• _Task requirements_: List every line in the entries below that contains the word "wooden", copying each one in full.

• _Supplied data_:
________________
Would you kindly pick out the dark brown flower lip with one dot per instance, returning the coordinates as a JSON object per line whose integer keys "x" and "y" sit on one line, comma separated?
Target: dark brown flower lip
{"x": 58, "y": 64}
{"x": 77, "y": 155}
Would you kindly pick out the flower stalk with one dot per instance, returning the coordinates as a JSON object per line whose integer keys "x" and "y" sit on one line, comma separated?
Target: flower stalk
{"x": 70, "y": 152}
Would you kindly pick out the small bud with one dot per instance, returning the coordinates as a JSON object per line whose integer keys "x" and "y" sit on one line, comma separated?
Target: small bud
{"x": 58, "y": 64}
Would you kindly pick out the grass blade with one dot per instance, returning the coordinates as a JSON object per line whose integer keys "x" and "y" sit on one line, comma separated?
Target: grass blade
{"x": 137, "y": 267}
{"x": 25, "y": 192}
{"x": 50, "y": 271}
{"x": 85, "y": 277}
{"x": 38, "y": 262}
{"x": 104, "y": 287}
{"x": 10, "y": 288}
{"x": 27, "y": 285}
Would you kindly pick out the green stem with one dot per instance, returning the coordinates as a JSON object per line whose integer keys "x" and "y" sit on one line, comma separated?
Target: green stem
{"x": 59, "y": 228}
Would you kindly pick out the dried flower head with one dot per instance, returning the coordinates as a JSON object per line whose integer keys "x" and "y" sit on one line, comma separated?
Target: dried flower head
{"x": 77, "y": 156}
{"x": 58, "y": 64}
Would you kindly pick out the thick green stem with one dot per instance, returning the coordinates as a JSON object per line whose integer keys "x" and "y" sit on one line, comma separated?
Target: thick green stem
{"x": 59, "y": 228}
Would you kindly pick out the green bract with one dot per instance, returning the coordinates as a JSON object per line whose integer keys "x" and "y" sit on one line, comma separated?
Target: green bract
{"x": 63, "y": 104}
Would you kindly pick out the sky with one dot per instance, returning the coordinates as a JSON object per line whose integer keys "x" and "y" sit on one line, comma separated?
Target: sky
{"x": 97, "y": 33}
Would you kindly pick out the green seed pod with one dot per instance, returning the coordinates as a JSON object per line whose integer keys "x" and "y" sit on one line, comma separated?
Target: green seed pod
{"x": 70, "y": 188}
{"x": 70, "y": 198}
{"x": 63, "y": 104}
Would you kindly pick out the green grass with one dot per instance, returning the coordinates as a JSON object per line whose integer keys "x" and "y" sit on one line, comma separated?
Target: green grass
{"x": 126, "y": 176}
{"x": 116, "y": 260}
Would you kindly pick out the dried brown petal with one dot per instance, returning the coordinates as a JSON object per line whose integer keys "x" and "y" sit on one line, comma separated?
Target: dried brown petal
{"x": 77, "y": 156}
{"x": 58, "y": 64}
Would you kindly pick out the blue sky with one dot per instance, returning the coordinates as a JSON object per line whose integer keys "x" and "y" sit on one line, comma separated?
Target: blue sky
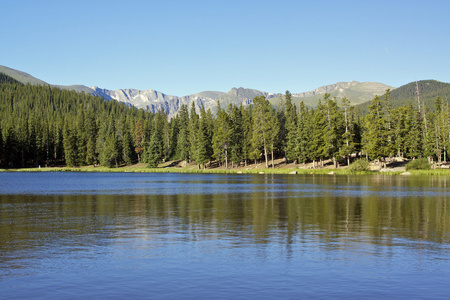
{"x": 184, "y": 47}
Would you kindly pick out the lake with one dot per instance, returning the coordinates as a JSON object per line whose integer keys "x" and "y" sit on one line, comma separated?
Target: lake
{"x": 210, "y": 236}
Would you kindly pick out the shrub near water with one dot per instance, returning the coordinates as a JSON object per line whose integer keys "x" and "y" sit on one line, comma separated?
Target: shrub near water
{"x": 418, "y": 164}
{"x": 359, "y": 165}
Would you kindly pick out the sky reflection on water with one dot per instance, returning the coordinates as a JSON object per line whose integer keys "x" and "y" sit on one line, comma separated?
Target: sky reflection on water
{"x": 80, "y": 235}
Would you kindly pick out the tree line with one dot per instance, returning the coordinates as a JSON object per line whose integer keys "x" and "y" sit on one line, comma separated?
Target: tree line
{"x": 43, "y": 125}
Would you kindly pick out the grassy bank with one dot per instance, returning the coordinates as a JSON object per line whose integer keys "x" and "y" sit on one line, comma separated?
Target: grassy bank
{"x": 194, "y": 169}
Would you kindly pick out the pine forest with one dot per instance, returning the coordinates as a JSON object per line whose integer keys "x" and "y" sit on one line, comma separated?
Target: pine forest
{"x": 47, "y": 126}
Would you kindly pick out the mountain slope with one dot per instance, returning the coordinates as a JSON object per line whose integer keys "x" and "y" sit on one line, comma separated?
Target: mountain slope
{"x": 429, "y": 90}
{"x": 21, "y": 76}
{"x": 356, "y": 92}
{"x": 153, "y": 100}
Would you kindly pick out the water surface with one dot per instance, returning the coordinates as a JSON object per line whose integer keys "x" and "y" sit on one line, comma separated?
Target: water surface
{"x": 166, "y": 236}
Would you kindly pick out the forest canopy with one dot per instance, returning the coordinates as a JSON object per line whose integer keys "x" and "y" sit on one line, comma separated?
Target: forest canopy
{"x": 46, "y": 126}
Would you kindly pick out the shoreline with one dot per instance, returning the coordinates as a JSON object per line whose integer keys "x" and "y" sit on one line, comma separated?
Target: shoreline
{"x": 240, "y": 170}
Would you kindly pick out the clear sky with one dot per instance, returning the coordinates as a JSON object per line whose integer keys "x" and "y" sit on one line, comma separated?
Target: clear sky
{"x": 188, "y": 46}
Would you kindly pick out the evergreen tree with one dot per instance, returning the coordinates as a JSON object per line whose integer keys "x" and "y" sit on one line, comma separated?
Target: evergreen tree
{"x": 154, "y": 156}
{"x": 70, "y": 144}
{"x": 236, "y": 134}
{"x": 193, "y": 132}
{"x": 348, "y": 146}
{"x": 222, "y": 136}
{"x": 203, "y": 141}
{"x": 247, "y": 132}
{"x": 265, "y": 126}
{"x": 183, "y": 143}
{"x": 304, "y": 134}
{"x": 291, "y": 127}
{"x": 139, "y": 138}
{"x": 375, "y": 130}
________________
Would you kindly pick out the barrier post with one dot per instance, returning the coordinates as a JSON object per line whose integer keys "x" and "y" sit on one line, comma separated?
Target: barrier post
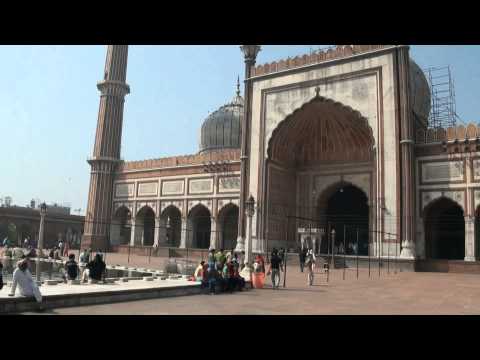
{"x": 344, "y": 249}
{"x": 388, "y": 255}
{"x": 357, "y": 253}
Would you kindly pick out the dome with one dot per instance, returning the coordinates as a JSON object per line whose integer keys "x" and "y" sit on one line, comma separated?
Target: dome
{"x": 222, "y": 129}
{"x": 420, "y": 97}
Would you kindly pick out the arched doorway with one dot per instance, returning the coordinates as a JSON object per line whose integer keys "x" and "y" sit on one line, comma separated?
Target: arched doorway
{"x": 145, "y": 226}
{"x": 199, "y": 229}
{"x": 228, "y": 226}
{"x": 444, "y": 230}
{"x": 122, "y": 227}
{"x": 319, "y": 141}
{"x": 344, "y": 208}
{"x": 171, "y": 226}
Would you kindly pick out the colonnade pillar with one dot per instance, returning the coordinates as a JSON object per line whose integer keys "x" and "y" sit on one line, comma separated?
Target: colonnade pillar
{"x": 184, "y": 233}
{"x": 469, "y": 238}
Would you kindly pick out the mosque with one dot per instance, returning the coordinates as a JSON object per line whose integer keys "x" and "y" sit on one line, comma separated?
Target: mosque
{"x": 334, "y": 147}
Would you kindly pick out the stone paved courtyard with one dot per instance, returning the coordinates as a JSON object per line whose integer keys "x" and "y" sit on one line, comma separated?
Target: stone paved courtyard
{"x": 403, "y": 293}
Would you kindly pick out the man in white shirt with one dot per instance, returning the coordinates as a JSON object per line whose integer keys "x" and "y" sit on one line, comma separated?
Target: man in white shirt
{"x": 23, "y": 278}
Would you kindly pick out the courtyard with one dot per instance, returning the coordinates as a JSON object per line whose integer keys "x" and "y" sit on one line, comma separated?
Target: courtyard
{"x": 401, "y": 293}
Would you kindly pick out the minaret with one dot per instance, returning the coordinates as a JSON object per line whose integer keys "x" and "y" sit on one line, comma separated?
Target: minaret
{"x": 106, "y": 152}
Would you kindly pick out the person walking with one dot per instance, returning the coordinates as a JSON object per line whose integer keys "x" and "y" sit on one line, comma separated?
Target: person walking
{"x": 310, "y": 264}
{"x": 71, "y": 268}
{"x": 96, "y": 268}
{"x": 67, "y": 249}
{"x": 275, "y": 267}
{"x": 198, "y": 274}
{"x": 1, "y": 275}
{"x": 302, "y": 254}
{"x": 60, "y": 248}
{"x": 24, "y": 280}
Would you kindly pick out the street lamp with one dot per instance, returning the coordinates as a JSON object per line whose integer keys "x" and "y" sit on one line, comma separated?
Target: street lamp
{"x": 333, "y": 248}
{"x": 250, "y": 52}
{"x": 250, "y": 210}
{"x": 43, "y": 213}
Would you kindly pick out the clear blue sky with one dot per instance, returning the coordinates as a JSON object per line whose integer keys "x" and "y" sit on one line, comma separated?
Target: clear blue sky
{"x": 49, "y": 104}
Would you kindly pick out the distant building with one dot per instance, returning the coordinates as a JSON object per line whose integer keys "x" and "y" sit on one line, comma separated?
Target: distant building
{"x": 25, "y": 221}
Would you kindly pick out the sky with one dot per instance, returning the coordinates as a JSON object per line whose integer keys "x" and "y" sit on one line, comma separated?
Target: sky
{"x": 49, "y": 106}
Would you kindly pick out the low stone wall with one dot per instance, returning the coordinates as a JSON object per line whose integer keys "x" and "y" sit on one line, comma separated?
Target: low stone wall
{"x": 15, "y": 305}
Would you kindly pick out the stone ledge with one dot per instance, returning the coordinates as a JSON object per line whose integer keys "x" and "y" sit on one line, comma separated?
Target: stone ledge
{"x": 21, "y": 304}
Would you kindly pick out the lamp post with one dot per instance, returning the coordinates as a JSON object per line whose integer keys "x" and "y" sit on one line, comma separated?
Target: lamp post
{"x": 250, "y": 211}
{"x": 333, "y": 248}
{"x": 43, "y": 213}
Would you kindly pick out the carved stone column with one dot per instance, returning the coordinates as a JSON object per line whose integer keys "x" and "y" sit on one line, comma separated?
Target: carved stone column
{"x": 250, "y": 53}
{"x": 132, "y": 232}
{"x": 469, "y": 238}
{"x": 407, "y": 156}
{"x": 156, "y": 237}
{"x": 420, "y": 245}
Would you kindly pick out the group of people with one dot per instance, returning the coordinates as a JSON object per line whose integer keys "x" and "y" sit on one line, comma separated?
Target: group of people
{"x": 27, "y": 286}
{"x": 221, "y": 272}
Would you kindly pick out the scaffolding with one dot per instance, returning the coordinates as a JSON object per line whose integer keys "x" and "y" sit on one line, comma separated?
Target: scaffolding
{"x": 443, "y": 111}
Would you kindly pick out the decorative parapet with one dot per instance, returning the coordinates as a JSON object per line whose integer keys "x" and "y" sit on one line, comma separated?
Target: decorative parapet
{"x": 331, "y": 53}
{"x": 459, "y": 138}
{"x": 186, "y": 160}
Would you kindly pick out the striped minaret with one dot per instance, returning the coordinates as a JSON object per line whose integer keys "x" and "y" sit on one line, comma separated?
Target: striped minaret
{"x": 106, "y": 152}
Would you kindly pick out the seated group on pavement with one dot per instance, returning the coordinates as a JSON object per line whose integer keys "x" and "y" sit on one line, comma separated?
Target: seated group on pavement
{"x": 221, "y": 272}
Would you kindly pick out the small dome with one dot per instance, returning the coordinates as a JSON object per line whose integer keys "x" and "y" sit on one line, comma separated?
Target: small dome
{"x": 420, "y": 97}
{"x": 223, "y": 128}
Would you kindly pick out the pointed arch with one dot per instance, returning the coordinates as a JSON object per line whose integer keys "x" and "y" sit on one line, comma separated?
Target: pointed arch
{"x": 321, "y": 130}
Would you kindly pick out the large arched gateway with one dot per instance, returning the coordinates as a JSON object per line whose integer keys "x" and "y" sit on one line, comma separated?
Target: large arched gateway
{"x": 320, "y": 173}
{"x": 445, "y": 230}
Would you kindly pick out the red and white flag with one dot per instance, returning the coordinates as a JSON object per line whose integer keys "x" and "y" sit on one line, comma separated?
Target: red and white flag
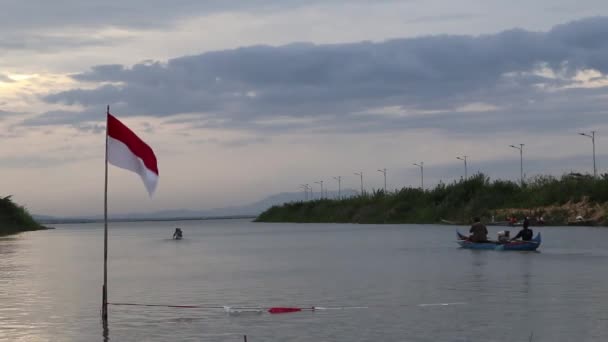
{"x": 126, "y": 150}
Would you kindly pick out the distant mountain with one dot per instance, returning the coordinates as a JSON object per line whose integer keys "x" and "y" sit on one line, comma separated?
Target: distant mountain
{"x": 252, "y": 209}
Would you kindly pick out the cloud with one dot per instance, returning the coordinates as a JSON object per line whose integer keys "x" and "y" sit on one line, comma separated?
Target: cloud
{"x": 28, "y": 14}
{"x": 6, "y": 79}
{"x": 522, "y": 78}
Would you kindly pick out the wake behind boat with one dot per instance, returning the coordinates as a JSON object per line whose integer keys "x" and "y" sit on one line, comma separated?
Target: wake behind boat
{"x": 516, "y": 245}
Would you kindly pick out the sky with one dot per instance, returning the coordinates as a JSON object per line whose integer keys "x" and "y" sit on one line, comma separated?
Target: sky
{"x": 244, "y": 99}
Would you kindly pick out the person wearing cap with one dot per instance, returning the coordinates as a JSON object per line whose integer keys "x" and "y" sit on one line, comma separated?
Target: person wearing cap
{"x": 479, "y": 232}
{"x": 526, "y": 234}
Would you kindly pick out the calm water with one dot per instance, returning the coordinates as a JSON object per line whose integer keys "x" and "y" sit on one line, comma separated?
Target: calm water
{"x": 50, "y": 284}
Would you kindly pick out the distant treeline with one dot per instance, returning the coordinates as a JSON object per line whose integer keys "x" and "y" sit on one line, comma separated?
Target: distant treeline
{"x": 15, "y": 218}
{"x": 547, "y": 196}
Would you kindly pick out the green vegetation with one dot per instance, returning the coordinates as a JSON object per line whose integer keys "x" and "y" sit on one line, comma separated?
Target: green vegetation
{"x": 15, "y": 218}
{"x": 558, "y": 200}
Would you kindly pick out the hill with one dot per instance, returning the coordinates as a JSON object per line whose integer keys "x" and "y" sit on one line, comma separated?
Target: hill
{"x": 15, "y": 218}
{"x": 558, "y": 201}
________________
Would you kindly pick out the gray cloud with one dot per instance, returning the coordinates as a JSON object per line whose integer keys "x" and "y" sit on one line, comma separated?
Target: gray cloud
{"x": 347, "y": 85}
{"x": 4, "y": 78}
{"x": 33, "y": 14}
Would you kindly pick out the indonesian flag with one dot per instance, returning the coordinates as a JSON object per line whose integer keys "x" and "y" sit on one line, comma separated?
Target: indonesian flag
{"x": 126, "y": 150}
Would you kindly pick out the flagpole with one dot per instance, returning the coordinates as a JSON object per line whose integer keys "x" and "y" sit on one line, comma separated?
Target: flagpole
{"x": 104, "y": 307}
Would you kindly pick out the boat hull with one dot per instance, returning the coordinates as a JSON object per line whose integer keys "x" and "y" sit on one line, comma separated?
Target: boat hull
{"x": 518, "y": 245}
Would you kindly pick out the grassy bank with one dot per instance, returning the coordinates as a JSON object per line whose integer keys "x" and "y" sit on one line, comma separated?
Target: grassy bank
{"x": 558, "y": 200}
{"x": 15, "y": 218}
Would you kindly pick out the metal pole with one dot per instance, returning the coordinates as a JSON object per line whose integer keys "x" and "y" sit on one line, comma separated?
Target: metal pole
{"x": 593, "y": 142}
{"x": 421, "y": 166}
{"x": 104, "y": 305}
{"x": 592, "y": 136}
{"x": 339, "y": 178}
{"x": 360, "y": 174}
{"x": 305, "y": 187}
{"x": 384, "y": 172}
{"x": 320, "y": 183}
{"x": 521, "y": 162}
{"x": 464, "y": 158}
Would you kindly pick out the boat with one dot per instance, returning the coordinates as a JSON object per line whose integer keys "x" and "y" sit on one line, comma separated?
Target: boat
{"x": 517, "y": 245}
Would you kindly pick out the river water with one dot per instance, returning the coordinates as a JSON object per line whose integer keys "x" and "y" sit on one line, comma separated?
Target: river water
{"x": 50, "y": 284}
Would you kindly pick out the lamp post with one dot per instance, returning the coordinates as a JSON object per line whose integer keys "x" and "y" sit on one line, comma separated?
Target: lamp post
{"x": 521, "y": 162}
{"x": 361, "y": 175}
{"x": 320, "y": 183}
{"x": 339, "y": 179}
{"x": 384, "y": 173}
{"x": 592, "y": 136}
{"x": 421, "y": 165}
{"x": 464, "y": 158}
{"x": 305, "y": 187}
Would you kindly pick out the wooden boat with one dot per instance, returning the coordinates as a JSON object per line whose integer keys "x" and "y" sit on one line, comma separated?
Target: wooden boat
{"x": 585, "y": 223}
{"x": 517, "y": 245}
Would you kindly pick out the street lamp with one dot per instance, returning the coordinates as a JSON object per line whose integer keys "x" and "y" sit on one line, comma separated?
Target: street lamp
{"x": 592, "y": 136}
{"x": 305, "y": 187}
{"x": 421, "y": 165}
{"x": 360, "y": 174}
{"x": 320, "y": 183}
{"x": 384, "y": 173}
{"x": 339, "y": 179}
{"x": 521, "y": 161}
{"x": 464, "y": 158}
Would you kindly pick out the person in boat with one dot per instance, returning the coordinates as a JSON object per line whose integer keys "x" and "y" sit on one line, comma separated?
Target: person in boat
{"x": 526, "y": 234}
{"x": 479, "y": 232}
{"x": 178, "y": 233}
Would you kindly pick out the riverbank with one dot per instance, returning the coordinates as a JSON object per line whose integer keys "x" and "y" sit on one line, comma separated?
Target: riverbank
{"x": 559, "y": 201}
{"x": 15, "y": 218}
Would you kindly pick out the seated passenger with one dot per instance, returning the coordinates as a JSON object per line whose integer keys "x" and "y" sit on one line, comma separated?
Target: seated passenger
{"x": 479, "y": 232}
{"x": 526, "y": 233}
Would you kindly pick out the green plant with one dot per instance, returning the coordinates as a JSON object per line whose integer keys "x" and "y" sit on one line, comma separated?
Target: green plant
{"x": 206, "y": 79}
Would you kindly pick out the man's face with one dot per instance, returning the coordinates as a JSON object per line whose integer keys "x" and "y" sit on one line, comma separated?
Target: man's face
________________
• _Answer_:
Would you kindly pick out the wooden boat with one dot per instance, returning the coordinates as a JSON object per line whose integer keys "x" and "y" sit on one line, comma separated?
Target: wooden boat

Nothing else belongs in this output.